* Provided data *
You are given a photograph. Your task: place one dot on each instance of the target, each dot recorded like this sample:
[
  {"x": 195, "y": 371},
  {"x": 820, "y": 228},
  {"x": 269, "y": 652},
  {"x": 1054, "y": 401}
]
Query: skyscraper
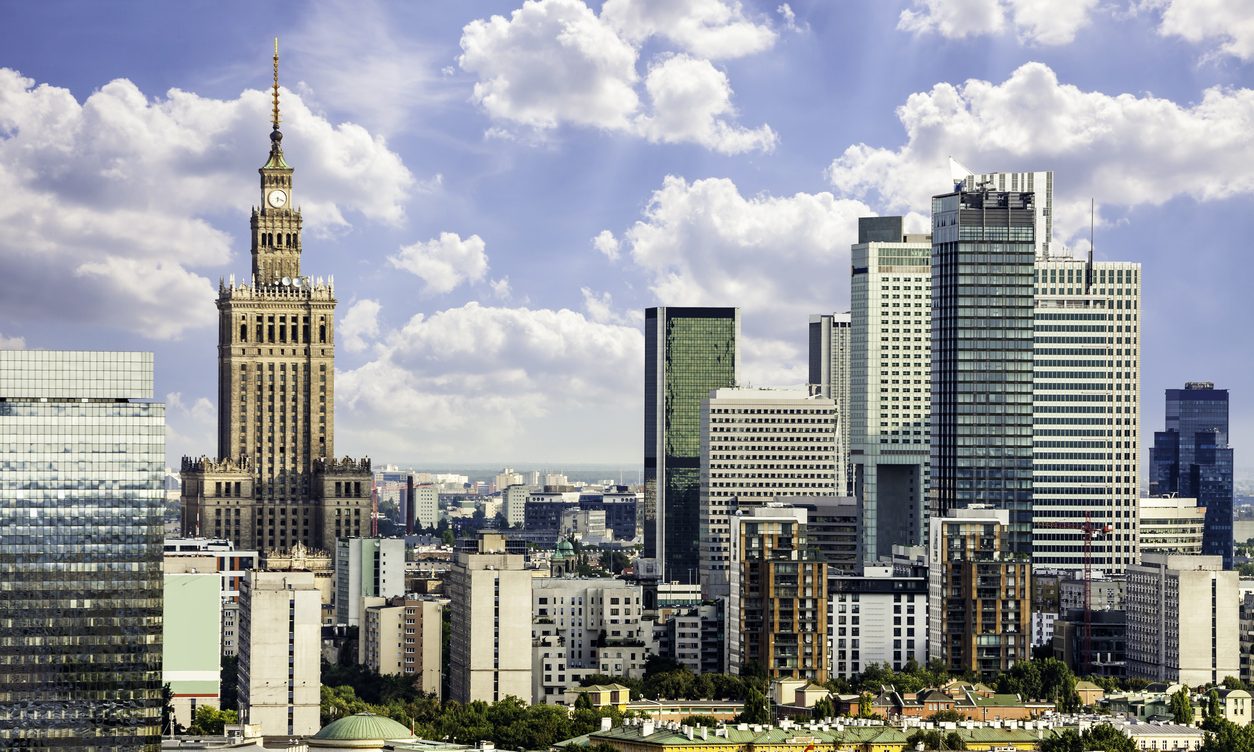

* Exercise *
Repeat the records above word for word, and omit the pictures.

* Complete response *
You are given a photograph. Your task: place one dot on each instance of the target, each dot recorded like this sample:
[
  {"x": 195, "y": 371},
  {"x": 820, "y": 228},
  {"x": 269, "y": 652},
  {"x": 1054, "y": 401}
]
Query: skyscraper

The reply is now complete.